Update everything from the line with "segment the person with backpack" down to the end of the entries: replace "mark" with "outline" and leave the rest unchanged.

== Provided information ==
%%

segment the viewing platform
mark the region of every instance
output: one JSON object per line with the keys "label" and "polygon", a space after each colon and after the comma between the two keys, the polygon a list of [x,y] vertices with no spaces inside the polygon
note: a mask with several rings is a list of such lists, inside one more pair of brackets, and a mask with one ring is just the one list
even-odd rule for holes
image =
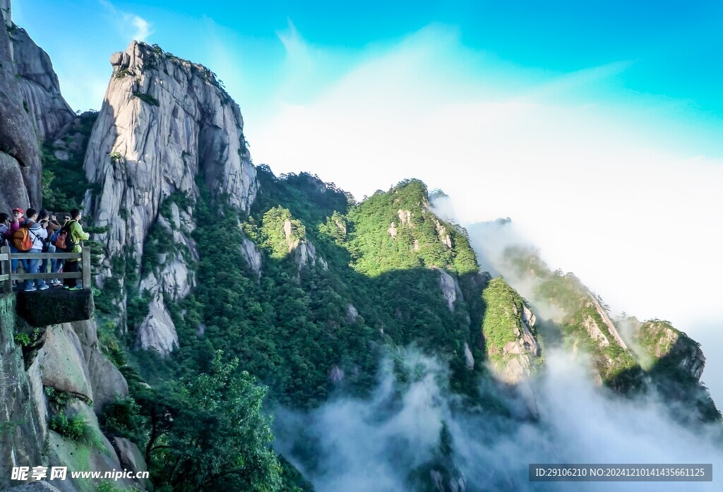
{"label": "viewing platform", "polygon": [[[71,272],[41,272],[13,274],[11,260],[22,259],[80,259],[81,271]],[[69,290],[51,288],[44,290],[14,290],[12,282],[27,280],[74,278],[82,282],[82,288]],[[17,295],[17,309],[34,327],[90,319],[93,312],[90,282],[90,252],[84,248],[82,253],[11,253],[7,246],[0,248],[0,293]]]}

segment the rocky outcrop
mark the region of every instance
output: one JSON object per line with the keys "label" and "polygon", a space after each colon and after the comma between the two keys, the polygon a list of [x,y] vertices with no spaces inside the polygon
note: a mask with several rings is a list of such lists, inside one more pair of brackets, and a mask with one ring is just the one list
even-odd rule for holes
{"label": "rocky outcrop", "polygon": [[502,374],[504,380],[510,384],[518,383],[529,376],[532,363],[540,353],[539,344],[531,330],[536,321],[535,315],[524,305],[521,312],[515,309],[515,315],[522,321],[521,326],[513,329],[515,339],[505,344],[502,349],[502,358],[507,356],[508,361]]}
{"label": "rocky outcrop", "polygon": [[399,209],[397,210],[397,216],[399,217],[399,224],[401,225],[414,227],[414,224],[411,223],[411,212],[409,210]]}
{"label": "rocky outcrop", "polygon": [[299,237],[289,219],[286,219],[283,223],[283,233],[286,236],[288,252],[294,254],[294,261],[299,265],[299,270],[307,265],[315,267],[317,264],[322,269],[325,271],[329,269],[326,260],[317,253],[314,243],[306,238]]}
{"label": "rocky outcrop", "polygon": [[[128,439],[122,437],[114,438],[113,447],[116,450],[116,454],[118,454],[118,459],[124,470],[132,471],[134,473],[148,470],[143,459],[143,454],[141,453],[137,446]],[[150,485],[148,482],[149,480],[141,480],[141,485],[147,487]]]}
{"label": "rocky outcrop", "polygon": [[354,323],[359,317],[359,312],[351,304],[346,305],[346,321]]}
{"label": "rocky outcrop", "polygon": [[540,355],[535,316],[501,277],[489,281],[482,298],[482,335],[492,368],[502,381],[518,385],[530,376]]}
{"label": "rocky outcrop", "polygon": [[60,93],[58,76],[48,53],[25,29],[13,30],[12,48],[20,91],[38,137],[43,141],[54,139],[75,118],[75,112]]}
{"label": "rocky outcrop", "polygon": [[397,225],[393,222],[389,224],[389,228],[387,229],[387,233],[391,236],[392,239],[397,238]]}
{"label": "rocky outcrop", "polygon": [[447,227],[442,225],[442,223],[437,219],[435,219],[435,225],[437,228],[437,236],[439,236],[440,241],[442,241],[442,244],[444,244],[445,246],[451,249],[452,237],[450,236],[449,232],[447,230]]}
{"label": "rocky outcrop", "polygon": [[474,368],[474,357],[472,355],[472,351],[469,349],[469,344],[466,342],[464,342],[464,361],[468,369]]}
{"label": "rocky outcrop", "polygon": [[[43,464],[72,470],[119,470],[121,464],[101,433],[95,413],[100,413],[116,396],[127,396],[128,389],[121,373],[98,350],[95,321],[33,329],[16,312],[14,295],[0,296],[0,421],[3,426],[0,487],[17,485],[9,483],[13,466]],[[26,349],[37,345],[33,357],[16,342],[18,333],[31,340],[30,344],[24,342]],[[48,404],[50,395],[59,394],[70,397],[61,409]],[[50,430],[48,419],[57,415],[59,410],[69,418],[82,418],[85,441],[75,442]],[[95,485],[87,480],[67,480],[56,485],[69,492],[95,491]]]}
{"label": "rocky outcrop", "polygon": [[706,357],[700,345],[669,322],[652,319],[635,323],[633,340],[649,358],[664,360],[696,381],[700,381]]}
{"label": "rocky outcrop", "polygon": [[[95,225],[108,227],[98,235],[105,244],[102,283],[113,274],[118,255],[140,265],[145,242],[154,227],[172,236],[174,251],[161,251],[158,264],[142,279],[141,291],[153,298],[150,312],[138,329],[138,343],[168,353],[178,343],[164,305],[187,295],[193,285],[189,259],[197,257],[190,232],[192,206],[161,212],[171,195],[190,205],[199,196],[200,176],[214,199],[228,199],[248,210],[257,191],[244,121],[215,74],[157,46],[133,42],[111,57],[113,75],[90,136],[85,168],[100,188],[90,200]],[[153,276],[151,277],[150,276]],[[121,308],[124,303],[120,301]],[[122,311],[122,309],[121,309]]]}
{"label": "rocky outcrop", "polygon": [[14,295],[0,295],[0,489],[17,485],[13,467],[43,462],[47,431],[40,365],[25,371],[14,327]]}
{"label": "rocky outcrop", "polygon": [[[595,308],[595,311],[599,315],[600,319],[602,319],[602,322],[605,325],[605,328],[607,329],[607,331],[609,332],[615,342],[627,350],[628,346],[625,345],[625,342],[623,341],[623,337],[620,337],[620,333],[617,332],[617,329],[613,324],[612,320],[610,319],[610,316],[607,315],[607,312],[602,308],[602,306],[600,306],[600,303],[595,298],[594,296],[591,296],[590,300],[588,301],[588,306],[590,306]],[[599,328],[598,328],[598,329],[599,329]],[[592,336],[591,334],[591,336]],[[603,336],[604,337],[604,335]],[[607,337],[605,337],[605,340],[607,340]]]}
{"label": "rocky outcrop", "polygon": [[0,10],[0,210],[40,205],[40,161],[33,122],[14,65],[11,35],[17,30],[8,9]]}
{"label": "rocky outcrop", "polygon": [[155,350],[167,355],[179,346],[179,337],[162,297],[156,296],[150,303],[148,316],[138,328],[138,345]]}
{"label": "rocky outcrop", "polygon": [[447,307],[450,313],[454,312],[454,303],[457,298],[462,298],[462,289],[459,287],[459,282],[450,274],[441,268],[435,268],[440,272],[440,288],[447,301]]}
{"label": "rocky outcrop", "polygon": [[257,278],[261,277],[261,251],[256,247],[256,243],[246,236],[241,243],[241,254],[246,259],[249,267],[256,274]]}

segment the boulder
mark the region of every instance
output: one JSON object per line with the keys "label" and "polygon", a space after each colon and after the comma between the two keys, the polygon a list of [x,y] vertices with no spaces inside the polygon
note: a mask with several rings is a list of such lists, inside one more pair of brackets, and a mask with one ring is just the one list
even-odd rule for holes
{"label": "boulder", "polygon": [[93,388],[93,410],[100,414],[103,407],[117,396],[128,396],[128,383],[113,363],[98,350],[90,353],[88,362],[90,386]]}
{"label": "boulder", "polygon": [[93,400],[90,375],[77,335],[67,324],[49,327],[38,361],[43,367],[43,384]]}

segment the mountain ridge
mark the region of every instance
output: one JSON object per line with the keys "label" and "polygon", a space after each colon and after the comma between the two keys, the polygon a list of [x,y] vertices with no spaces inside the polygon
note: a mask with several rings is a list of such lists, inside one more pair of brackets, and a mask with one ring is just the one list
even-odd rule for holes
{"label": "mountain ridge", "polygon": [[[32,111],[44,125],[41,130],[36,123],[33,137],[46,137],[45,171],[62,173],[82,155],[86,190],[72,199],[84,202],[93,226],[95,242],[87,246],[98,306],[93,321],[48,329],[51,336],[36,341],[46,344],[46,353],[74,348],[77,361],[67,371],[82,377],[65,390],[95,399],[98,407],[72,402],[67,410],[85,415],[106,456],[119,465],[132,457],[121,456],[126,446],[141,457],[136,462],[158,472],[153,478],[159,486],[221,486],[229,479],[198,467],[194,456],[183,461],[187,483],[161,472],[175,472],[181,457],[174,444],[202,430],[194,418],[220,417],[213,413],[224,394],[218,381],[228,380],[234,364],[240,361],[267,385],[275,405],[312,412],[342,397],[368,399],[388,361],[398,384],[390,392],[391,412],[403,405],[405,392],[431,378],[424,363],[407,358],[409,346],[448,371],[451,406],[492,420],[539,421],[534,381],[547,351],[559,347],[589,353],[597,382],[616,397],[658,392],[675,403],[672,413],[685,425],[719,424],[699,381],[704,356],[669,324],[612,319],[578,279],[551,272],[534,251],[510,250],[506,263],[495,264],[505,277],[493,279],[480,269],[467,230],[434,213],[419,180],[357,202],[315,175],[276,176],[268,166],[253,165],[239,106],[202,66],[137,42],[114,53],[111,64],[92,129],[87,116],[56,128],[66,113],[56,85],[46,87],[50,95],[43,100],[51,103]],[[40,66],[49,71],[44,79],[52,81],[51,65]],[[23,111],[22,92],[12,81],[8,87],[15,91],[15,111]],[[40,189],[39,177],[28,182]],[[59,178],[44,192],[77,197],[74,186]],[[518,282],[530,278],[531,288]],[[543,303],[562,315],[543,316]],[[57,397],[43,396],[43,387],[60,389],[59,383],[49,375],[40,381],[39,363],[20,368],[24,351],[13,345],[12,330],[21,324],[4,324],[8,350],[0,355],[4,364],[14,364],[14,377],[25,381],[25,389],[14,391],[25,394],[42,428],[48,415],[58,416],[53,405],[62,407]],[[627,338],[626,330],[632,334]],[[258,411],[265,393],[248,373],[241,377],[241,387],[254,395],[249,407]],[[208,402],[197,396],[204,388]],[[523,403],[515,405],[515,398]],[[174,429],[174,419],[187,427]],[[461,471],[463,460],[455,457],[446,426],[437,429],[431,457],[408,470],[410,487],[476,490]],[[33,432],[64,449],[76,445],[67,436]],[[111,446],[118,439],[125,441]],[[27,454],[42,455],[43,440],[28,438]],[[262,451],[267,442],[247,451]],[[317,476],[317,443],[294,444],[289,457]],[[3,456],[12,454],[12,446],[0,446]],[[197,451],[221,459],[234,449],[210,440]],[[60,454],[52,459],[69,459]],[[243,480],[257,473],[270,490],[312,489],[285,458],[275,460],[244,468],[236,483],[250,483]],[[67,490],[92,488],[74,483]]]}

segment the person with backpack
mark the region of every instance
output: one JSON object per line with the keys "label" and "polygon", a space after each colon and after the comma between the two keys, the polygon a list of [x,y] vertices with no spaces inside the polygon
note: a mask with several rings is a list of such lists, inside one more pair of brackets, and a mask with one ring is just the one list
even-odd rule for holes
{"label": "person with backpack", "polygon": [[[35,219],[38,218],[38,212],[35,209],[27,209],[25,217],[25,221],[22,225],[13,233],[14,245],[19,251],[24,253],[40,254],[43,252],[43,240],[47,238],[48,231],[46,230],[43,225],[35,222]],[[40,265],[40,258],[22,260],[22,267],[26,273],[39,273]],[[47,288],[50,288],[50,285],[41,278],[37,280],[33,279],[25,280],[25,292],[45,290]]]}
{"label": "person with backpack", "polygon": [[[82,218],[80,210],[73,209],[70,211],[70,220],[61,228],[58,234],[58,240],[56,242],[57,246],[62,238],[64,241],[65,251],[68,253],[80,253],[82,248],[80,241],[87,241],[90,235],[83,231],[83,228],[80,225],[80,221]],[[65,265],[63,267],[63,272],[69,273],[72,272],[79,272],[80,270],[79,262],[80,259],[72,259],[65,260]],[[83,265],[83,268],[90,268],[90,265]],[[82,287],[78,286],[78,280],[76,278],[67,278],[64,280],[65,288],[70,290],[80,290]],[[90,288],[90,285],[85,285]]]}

%%

== Output of the task ==
segment the person with backpack
outline the region of every instance
output: one JSON object per line with the keys "label" and "polygon", a space after each colon and after the comma between the two keys, the polygon a list of [x,y] vertices with no spaces inside the polygon
note: a mask with several rings is a list of such lists, inside one more pair of brackets, and a mask with one ring is just the one list
even-odd rule for holes
{"label": "person with backpack", "polygon": [[[35,219],[38,218],[38,212],[35,209],[27,209],[25,217],[25,221],[22,225],[13,233],[14,245],[19,251],[24,253],[40,254],[43,252],[43,240],[47,238],[48,231],[46,230],[43,225],[35,222]],[[40,265],[40,258],[22,260],[22,267],[26,273],[39,273]],[[47,288],[50,288],[50,285],[41,278],[37,280],[33,279],[25,280],[25,292],[45,290]]]}
{"label": "person with backpack", "polygon": [[[82,218],[80,210],[73,209],[70,211],[70,220],[61,228],[58,234],[58,240],[56,242],[57,246],[62,238],[64,241],[65,251],[68,253],[80,253],[82,248],[80,241],[87,241],[90,235],[83,231],[83,228],[80,225],[80,221]],[[65,265],[63,267],[63,272],[69,273],[72,272],[79,272],[80,270],[79,262],[80,259],[72,259],[65,260]],[[83,265],[83,268],[90,268],[90,265]],[[82,287],[78,286],[78,280],[76,278],[67,278],[64,280],[65,288],[70,290],[80,290]],[[90,288],[90,285],[85,285]]]}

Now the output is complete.